Thursday, August 22, 2013

Muslim Brotherhood in Retreat, Part 5

Coptic Christians praying in their bombed out church in Egypt


Islamists Step Up Attacks on Christians - Kareem Fahim

The call for revenge echoed from the loudspeakers of mosques last week in the village of Nazla, southwest of Cairo, after the military invaded two protest camps in Cairo, killing hundreds of supporters of the deposed president, Mohamed Morsi. Hundreds of Islamists poured into the street, torching, looting and smashing the village's two churches and a nearby monastery, lashing out so ferociously that marble altars were left in broken heaps on the floor.
   
Over the next few days, a wave of similar attacks on the Coptic Christian minority washed over the country as Islamists set upon homes, churches, shops, schools, and youth clubs as the authorities stood by and watched.

Required actions »
1. List every kind of place that, according to the article on attacks on Christians in Egypt, Islamists set upon during the wave of attacks over the following days.
2. From the article on attacks on Christians in Egypt, reproduce word for word the passage between "Muslim Brotherhood in" and "on the floor.", inclusive.

Material provided »
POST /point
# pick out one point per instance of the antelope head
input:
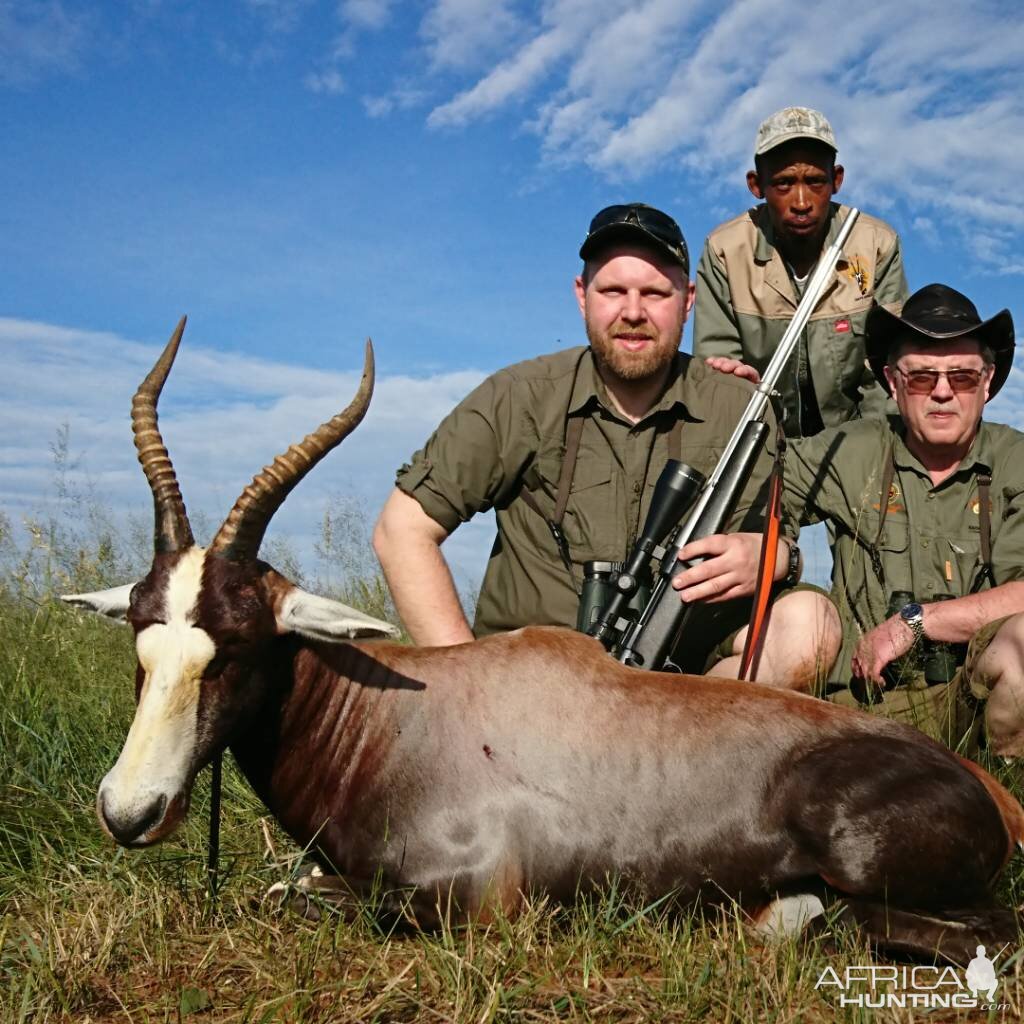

Answers per task »
1. homes, churches, shops, schools, youth clubs

2.
Muslim Brotherhood in Retreat, Part 5

Coptic Christians praying in their bombed out church in Egypt


Islamists Step Up Attacks on Christians - Kareem Fahim

The call for revenge echoed from the loudspeakers of mosques last week in the village of Nazla, southwest of Cairo, after the military invaded two protest camps in Cairo, killing hundreds of supporters of the deposed president, Mohamed Morsi. Hundreds of Islamists poured into the street, torching, looting and smashing the village's two churches and a nearby monastery, lashing out so ferociously that marble altars were left in broken heaps on the floor.